> Task to carry out
Word for word, copy the line containing "Would you be able to point out the red" and each line after it in the records below, ending with the last line.

· · · · · · ·

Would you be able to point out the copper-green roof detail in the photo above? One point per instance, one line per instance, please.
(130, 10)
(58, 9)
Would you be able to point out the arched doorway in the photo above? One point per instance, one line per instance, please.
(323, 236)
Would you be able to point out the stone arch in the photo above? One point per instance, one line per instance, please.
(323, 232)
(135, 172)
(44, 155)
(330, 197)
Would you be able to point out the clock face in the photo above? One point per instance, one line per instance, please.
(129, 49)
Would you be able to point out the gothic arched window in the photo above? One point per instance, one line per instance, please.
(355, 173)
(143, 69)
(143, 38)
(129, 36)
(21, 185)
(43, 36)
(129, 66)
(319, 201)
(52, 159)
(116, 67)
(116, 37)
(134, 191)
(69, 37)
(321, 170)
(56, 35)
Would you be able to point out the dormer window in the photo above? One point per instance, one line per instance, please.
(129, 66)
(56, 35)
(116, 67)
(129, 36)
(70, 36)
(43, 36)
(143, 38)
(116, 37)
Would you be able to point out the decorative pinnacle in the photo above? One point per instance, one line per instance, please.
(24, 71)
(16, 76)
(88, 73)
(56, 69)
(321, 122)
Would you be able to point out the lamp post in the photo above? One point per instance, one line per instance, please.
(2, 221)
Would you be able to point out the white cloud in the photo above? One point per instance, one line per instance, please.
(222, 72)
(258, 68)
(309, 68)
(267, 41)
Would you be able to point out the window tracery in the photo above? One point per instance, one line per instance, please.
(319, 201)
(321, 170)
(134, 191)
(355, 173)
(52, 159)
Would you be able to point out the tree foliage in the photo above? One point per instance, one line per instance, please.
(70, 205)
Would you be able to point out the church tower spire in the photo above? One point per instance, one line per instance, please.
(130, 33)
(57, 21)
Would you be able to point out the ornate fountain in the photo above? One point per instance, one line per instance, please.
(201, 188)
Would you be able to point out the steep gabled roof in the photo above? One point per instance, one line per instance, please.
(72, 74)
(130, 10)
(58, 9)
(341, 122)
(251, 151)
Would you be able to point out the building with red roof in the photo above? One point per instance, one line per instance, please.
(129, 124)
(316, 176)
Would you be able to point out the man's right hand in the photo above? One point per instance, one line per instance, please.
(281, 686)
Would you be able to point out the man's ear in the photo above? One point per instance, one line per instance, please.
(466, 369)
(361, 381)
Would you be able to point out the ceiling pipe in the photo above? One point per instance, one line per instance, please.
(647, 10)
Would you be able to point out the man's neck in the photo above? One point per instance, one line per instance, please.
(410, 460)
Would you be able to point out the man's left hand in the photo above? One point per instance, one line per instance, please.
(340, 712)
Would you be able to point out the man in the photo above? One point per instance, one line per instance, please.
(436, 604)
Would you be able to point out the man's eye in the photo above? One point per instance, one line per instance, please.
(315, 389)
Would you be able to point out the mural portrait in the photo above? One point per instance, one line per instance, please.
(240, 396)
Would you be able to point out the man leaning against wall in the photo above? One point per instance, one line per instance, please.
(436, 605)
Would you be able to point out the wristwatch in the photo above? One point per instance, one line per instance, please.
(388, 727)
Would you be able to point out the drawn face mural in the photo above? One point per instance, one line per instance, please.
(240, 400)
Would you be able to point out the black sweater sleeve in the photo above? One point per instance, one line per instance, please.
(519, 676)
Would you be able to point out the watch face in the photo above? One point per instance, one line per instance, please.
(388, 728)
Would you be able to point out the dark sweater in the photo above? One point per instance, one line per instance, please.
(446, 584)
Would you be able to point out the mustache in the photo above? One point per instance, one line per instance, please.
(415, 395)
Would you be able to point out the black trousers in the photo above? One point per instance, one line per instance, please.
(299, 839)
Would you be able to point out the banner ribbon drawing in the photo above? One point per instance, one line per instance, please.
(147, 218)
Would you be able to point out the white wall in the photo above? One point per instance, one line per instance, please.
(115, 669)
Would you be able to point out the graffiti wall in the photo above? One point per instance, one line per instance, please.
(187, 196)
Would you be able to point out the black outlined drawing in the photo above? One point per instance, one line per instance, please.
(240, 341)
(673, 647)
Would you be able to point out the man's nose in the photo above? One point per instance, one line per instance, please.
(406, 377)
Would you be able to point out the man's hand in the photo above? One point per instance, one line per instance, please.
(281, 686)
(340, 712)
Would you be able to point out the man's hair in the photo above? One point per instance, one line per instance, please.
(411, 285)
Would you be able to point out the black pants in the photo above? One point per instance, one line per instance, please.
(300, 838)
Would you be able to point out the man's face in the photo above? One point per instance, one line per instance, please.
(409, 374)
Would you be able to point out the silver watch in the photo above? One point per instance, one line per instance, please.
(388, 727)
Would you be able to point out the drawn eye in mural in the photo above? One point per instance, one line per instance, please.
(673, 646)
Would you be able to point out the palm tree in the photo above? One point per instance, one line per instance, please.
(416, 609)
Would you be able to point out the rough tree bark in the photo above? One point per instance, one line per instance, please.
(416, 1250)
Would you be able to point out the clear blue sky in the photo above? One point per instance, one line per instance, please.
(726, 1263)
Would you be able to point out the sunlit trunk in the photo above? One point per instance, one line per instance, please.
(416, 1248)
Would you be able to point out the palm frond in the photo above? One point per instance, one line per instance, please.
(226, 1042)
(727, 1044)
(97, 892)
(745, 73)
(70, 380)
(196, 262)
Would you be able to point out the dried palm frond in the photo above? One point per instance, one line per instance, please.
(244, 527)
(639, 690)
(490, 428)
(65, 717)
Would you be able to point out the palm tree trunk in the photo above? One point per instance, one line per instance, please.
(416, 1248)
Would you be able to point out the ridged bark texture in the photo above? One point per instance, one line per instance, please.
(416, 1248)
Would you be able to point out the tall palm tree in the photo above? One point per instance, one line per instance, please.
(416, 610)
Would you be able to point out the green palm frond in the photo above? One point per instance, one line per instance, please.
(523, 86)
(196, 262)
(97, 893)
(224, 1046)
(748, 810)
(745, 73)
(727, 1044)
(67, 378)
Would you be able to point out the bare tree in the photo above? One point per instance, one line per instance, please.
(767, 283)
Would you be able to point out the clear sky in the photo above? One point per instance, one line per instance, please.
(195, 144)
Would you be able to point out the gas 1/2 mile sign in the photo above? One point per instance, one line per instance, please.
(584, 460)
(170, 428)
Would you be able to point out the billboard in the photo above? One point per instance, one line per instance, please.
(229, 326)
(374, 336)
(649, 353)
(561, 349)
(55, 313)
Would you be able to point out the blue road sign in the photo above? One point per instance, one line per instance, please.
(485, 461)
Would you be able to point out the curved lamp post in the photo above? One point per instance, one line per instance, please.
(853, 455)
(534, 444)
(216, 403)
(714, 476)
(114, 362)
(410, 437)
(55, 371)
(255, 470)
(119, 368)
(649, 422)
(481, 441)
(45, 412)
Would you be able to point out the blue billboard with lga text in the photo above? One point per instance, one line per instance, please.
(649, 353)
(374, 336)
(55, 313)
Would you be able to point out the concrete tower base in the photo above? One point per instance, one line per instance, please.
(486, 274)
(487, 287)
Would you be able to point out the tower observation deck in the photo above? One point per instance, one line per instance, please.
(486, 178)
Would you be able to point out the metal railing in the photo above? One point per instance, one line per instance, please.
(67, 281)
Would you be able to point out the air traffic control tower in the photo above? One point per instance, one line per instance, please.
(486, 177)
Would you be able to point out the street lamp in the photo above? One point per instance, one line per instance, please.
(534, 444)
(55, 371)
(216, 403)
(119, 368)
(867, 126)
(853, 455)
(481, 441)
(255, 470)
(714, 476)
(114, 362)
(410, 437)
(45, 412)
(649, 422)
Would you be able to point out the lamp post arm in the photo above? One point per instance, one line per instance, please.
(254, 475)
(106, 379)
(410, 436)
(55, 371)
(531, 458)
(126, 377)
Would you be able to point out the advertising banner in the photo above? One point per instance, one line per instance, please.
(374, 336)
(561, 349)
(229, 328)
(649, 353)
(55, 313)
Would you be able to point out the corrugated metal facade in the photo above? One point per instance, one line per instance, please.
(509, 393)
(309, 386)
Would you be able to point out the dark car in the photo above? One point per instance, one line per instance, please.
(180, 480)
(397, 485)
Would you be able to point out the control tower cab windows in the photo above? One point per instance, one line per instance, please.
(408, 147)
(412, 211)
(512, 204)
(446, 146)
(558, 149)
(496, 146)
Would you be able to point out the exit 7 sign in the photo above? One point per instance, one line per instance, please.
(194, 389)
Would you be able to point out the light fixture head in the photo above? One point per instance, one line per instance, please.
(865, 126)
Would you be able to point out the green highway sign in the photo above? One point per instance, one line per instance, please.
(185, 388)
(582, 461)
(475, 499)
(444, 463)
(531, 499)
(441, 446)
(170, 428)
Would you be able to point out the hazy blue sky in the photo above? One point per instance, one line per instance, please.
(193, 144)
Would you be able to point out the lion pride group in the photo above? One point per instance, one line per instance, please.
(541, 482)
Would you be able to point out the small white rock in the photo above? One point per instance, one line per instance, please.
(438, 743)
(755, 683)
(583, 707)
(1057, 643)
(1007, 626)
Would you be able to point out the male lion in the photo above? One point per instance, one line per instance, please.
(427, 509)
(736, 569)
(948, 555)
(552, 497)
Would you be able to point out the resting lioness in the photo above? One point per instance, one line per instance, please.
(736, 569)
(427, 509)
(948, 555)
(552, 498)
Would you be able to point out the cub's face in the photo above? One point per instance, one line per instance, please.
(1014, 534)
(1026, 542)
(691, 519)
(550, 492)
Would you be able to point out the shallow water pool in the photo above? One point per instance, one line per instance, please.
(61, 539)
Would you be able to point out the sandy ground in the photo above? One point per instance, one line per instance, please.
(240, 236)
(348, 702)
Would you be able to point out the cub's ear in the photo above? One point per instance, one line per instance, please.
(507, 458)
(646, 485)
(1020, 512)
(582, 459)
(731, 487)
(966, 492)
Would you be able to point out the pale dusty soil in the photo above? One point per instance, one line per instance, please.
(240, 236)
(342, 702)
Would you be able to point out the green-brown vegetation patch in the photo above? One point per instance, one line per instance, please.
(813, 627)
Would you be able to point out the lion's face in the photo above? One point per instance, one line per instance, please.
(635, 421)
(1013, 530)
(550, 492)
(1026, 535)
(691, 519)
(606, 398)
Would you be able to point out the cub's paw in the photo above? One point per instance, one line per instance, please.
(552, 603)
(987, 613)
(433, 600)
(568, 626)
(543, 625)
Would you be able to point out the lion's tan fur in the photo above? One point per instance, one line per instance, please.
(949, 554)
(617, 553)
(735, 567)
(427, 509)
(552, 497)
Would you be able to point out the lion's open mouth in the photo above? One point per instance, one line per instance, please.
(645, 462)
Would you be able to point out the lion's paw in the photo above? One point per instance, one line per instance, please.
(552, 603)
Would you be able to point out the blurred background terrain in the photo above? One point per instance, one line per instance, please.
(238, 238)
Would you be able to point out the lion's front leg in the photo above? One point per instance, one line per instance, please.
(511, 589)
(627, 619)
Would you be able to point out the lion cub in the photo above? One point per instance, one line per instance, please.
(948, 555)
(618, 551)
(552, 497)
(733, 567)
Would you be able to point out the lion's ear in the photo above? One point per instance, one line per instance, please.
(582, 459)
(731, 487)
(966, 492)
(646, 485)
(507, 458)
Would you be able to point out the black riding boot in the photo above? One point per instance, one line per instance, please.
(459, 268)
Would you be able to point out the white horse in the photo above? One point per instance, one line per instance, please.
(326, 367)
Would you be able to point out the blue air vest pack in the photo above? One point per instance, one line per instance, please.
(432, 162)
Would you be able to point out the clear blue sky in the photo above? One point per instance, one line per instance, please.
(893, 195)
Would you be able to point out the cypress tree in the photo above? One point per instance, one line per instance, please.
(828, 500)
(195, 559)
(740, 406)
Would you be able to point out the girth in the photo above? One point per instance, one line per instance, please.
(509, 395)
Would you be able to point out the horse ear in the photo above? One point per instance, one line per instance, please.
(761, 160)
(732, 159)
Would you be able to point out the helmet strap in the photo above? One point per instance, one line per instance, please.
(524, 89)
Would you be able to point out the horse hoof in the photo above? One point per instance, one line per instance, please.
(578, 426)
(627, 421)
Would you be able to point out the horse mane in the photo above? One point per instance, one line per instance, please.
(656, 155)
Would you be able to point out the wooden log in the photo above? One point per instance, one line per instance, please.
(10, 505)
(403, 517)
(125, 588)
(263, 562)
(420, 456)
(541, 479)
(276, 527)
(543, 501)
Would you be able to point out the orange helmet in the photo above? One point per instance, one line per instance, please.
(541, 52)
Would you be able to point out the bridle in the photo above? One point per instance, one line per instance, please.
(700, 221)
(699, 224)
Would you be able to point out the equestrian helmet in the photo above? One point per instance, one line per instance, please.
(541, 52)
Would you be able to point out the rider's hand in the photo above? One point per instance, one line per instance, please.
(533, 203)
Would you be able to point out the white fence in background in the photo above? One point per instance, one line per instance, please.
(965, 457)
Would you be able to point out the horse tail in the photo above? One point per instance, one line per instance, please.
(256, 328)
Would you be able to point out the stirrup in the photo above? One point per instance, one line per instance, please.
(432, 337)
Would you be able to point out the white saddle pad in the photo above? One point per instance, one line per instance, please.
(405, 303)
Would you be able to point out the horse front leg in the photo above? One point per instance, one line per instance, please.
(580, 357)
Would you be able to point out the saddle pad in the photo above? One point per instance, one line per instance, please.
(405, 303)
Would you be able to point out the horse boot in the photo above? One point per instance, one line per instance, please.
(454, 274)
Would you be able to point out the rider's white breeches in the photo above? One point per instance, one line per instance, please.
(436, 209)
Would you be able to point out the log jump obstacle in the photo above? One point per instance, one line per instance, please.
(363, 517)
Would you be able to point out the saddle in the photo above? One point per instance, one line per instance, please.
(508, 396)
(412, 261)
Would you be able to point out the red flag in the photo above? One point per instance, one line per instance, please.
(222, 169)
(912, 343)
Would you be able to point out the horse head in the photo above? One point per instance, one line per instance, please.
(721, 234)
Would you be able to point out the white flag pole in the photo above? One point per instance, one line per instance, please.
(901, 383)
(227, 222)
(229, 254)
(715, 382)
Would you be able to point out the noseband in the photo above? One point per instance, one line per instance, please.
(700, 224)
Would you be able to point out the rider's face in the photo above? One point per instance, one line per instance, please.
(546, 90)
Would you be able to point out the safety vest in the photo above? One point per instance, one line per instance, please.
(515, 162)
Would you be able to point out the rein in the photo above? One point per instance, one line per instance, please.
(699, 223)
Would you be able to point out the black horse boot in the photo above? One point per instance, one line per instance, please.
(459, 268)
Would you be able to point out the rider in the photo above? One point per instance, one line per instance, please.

· · · · · · ·

> Answer to the problem
Would you be able to point out the red flag in the photo above? One point per instance, one line per instance, please.
(222, 169)
(912, 343)
Would you be able to point out the horse head in the photo above? One point per instance, one line per instance, please.
(721, 234)
Would you be able to point out the white flag pole in the photo above? One point per instance, one line per instance, please.
(901, 383)
(227, 222)
(229, 254)
(715, 382)
Would you be able to point out the noseband in the photo above? One point per instance, one line per instance, please.
(700, 224)
Would you be able to point out the rider's face in the photo above? One point per instance, one line per instance, please.
(546, 90)
Would you be able to point out the safety vest in the photo above? One point per instance, one line per instance, please.
(515, 162)
Would you be able to point out the rein in the photo above? One point per instance, one line per instance, please.
(699, 223)
Would you be able to point out the black horse boot in the photo above? One point per instance, one line per instance, please.
(459, 268)
Would you be able to point out the rider in the photo above? One point per instance, one line per instance, please.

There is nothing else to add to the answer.